** Listing **
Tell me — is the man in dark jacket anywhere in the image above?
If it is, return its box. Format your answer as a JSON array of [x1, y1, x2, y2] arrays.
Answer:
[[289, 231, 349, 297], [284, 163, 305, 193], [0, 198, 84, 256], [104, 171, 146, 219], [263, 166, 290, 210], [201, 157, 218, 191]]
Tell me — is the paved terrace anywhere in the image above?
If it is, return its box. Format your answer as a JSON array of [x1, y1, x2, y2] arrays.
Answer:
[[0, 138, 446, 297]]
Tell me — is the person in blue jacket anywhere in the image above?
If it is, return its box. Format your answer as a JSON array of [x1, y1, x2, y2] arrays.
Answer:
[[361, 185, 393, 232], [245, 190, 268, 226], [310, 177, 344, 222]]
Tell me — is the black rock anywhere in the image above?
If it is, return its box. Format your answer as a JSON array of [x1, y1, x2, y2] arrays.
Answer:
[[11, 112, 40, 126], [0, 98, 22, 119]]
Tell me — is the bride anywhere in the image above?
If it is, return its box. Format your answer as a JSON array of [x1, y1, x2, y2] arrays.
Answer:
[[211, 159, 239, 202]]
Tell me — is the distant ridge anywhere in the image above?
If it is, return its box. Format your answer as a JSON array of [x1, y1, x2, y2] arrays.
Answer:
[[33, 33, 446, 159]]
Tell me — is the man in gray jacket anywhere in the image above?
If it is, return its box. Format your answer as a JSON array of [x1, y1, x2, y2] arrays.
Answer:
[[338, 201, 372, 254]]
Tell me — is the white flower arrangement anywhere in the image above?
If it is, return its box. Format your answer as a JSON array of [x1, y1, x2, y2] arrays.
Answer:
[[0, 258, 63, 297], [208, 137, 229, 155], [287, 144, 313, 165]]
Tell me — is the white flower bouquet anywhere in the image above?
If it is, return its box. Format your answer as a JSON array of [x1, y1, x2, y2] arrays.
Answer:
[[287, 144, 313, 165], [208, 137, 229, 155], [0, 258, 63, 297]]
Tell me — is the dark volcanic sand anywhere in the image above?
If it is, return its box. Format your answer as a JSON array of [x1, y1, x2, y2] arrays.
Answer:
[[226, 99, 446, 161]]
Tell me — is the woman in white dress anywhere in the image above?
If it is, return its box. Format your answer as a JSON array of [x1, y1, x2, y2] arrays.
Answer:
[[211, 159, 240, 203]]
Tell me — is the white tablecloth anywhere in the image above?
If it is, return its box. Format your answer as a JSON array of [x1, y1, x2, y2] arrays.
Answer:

** The exercise **
Every record shown above must be echoed exactly.

** Complete response **
Tell me — is the man in dark jacket anywhere in the image above?
If it is, return its box. Format your answer as a JSON array of [x1, y1, x2, y2] arrays.
Answer:
[[289, 231, 349, 297], [284, 163, 305, 193], [0, 198, 84, 256], [104, 171, 146, 219], [263, 166, 290, 210], [201, 157, 218, 191]]
Tell me — is the paved terrace anywhere in the image above?
If it is, return its box. Format your answer as a JSON array of [x1, y1, x2, y2] arrays.
Answer:
[[0, 138, 446, 297]]
Tell me — is the person in blue jacket anywhere in the image above?
If it is, return its box. Format your answer as a JSON array of [x1, y1, x2, y2] arrays.
Answer:
[[361, 185, 393, 232], [245, 190, 268, 226], [310, 177, 344, 222]]
Tell me — is the black rock anywhere in the image above?
If it is, return its box. Format your answer as a JSON array of [x1, y1, x2, y2] arrays.
Answer:
[[11, 112, 40, 126], [0, 98, 22, 119]]
Tell me — is the bride anywhere in the image above?
If it is, return its box. Format your answer as a JSON array of [x1, y1, x2, y2] arrays.
Answer:
[[211, 159, 239, 202]]
Tell me — is the distant ridge anywhere in the image above?
If it is, return its box. Format your answer as a JSON array of [x1, y1, x2, y2] arrays.
Answer:
[[33, 33, 446, 159]]
Tell me — is the man in gray jacket anywhere in the image above?
If it is, return its box. Format your answer as a JSON array of [x1, y1, x2, y2] arrays.
Answer:
[[338, 201, 372, 254]]
Tell me — is the white flower arrangement anywhere in the image above?
If it is, return its box. Format your answer as a JSON array of [x1, y1, x2, y2] arrays.
Answer:
[[0, 258, 63, 297], [208, 137, 229, 155], [287, 144, 313, 165]]
Tell me — is the white flower bouquet anywhere in the image above?
If it is, return its box. Format your answer as a JSON array of [x1, y1, x2, y2] arrays.
Answer:
[[287, 144, 313, 165], [208, 137, 229, 155], [0, 258, 63, 297]]
Tell me — is the dark volcanic sand anywhere in the image above?
If it is, return its box. Format your answer as a JSON array of [x1, y1, x2, y2] arrays.
Answer:
[[226, 99, 446, 161]]
Tell me — is the woman in white dress anywhere in the image above?
If it is, return its box. Format your answer as a JSON array of [x1, y1, x2, y2] arrays.
Answer:
[[211, 159, 240, 203]]
Tell me — is the white tablecloth anywhere in the image above?
If it is, return its box. Format your answer as a JSON array of [x1, y1, x2, y2] arrays.
Answer:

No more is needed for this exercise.